■ **Trecho selecionado**:

Devemos estar sempre atentos aos assédios à nossa liberdade

A característica que mais distingue um país livre de um país submetido a um poder arbitrário são as definições claras das possibilidades de ações do governo e as limitações de poderes, ou seja, a definição do Estado de Direito

  • Rodrigo Lorenzoni É associado trainee do Instituto Líderes do Amanhã
Publicado em 19/07/2021 às 02h00
democracia
É importante a sociedade estar sempre atenta para pequenas coerções, perdas de liberdade e atentados à democracia,. Crédito: pixabay

Friedrich Hayek, em sua obra "O caminho da Servidão", demonstra, com muitos detalhes e com bastante critério, os aspectos de sistemas coletivistas, se utilizando do socialismo como principal exemplo em cenários dos séculos XIX e XX na Europa, quando houve grande propagação dessa filosofia política. Além de evidenciar a ineficácia da planificação da economia, proposta por tais sistemas, Hayek nos mostra que a tentativa de planificação só é possível com o uso de poderes centralizadores.

■ **Atividades propostas**:
1. Segundo a legenda da imagem no texto sobre liberdade, a sociedade deve estar sempre atenta a quais coisas? Enumere todas.
2. Transcreva do texto sobre liberdade o trecho que começa em "Friedrich Hayek, em" e segue até "de poderes centralizadores.".

■ **Dados extraídos**:

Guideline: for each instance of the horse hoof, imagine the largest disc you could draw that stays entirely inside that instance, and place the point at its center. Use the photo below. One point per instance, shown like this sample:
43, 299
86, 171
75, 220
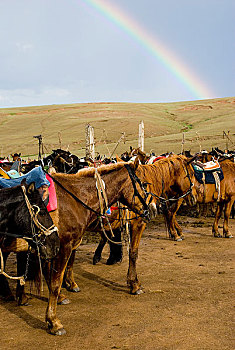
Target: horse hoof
113, 261
61, 331
138, 292
96, 259
65, 301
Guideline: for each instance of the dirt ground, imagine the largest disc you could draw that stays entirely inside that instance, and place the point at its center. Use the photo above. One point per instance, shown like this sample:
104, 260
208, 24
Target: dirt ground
188, 299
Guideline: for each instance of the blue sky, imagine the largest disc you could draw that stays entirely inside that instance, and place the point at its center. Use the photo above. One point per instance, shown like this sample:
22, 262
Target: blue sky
65, 51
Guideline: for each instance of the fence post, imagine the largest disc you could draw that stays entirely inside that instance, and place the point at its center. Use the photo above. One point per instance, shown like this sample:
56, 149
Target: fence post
90, 144
141, 136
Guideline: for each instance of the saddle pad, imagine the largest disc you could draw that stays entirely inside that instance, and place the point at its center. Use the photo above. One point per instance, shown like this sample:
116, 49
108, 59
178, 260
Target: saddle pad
209, 166
52, 205
36, 175
209, 177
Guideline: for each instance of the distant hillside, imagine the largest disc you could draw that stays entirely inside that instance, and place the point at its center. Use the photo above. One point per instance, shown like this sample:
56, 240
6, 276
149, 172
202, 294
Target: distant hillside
202, 122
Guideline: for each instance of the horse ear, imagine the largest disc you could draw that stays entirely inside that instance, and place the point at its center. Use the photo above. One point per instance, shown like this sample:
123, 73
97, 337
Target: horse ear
118, 159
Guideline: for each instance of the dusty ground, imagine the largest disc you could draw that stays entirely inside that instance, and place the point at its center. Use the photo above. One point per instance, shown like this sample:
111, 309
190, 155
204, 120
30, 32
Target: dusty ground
188, 301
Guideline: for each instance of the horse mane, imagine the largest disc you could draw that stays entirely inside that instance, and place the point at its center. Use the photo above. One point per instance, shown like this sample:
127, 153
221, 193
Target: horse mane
90, 172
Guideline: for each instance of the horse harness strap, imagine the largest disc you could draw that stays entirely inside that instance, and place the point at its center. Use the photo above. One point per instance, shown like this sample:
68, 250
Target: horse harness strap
134, 178
73, 195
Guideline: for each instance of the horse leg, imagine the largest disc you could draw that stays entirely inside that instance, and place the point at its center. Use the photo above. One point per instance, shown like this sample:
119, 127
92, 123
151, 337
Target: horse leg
21, 297
137, 229
99, 249
179, 229
54, 276
68, 281
227, 211
174, 228
115, 255
215, 229
5, 290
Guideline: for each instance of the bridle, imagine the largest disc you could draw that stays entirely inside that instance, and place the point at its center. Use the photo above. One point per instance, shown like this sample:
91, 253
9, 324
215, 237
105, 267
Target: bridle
134, 179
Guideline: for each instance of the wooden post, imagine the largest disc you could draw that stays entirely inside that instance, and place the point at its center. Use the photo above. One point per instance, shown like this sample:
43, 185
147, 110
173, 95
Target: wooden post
90, 144
141, 136
198, 139
40, 146
123, 137
182, 144
60, 141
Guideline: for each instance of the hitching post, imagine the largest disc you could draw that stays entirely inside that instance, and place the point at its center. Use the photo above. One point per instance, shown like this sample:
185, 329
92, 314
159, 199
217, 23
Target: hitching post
141, 136
90, 144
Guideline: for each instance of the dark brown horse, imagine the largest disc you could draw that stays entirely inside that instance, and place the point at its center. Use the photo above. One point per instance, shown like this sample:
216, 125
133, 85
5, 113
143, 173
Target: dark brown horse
23, 216
208, 194
78, 208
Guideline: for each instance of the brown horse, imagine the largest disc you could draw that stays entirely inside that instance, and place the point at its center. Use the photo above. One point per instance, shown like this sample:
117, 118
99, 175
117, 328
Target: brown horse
165, 179
78, 208
208, 194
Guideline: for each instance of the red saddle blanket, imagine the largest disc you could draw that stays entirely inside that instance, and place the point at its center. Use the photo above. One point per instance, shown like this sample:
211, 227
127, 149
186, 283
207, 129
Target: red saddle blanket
52, 205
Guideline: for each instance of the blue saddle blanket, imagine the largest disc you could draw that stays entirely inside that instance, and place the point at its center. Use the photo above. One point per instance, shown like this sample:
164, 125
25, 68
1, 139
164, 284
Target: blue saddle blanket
36, 175
209, 177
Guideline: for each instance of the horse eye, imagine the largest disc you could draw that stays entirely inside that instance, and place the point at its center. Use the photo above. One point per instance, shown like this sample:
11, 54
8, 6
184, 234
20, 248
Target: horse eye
145, 185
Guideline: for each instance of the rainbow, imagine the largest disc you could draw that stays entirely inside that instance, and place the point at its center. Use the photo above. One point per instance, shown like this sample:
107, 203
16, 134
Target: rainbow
154, 46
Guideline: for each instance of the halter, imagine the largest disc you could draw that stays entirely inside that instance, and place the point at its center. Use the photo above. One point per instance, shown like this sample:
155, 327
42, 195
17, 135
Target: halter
34, 216
134, 179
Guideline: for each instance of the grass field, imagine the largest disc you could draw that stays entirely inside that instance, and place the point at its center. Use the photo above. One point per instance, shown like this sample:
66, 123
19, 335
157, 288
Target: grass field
202, 123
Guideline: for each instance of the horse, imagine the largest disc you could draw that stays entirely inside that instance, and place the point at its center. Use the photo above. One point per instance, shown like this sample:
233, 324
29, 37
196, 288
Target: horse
207, 193
79, 207
23, 215
165, 179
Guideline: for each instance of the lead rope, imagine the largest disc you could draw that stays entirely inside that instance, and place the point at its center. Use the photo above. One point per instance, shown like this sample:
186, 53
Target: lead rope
39, 256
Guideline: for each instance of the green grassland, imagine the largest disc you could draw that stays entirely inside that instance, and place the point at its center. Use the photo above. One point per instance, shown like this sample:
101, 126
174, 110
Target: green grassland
202, 123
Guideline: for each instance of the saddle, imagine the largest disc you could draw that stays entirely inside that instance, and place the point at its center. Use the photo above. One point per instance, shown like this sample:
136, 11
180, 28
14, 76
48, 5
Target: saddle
209, 173
37, 176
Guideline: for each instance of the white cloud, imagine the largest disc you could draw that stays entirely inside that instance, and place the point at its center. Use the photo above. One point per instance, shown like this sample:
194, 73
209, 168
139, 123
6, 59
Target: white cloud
24, 47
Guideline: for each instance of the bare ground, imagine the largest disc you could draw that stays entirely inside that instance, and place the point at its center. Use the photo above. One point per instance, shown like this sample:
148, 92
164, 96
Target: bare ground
188, 299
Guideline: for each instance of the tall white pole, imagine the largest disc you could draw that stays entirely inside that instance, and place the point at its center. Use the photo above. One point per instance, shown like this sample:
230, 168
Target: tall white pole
141, 136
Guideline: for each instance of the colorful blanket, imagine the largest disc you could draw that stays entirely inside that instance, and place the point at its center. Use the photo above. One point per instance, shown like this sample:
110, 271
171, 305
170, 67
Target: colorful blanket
36, 175
207, 173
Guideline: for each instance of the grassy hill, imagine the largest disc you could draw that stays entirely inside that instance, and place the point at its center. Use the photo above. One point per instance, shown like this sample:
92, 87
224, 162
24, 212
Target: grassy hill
202, 122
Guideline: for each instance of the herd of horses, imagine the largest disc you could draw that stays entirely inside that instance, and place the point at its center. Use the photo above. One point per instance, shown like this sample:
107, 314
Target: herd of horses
138, 186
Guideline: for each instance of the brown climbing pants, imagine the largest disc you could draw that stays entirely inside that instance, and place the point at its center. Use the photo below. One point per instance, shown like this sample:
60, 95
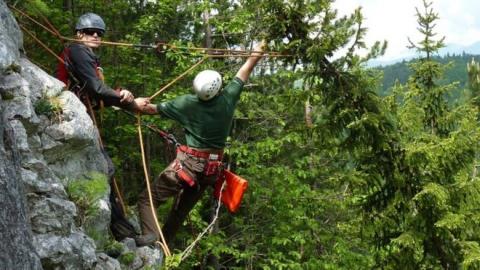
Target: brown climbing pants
168, 184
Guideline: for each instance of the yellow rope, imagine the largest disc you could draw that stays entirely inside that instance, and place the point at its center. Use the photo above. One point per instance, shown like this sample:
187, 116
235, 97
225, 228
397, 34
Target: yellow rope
178, 78
163, 243
205, 51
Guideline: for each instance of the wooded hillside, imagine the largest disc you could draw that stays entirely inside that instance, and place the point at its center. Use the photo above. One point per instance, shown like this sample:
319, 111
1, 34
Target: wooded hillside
339, 176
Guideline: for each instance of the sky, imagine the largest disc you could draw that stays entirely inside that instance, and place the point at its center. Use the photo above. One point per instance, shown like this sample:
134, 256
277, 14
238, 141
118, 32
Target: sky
395, 21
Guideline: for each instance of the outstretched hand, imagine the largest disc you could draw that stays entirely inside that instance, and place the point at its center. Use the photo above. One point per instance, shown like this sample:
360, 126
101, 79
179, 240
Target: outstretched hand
126, 96
143, 105
259, 48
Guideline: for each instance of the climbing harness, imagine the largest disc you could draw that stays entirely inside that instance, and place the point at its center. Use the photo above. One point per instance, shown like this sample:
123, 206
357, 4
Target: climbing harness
163, 243
213, 165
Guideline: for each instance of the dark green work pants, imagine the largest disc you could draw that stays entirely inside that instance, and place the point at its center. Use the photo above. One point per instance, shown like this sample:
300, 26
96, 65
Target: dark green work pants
169, 184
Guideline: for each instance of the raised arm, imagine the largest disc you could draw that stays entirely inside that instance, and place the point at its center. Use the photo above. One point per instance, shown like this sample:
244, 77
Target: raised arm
244, 72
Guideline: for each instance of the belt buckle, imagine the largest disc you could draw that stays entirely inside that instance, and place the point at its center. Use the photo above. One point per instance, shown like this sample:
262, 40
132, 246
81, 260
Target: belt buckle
213, 157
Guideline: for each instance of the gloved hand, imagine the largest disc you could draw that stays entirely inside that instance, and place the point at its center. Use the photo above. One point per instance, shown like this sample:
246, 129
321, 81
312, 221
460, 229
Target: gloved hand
126, 96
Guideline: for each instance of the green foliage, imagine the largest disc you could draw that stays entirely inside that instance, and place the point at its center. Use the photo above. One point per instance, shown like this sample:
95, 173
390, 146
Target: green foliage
112, 248
372, 182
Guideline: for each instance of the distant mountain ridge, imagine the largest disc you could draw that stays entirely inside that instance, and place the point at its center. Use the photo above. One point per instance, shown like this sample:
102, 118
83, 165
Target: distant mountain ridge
457, 73
456, 49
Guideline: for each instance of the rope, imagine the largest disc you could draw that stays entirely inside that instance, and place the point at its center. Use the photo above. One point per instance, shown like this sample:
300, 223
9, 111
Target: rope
115, 185
163, 243
206, 51
178, 78
42, 44
208, 229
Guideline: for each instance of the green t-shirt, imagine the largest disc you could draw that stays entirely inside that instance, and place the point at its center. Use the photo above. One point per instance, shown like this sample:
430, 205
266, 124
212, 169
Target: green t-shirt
206, 123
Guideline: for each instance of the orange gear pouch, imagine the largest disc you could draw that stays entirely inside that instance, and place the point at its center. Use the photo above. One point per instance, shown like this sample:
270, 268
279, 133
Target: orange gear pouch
233, 192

■ **Resoluções**:
1.
- pequenas coerções
- perdas de liberdade
- atentados à democracia

2.
Friedrich Hayek, em sua obra "O caminho da Servidão", demonstra, com muitos detalhes e com bastante critério, os aspectos de sistemas coletivistas, se utilizando do socialismo como principal exemplo em cenários dos séculos XIX e XX na Europa, quando houve grande propagação dessa filosofia política. Além de evidenciar a ineficácia da planificação da economia, proposta por tais sistemas, Hayek nos mostra que a tentativa de planificação só é possível com o uso de poderes centralizadores.